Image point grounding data
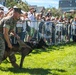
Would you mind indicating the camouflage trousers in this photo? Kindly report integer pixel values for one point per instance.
(2, 48)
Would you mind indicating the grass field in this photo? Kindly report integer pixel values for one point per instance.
(55, 60)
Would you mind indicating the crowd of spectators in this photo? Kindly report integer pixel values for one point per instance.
(28, 25)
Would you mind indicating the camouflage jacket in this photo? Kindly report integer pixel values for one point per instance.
(10, 23)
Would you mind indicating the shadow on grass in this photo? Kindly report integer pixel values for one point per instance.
(34, 71)
(54, 47)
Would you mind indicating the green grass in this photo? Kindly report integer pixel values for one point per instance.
(55, 60)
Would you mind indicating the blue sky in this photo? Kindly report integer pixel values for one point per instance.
(45, 3)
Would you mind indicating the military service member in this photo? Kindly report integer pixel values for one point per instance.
(8, 27)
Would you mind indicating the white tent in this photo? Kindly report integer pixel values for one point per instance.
(5, 8)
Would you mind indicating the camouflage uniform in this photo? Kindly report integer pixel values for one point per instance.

Your task ::
Write out each entry exactly as given, omitting any picture.

Answer to this problem ::
Would you mind indicating the camouflage trousers in this photo? Kindly report integer pixel values for one point per instance.
(2, 48)
Would you mind indicating the grass field in this photo? Kindly report integer pixel values for one point per instance.
(55, 60)
Would you mind indicating the crowd of spectators in this photo? Kindly report integer pixel values for one point per instance.
(28, 25)
Would you mind indicating the camouflage jacket in this photo? Kindly report integer pixel values for one point per instance.
(10, 23)
Would you mind indicating the shadow on grass in this photo? Kindly report integer pixel values for one point per instance.
(34, 71)
(54, 47)
Would you mind indicating the green grass in this photo? Kindly report integer pixel values for one point per instance.
(55, 60)
Would you mind indicating the blue sky in this photo? Kindly report integer pixel values for one point per instance.
(45, 3)
Would you mind indicating the military service member in this photo? Kindly report integer pixel values for one point per instance.
(8, 27)
Would you mind indicating the white tent in this photo? Kindly report integer pixel values for one point per instance.
(5, 8)
Would you mind indicating the camouflage uniform in this photo? Kindly report integer pixel values for one point per instance.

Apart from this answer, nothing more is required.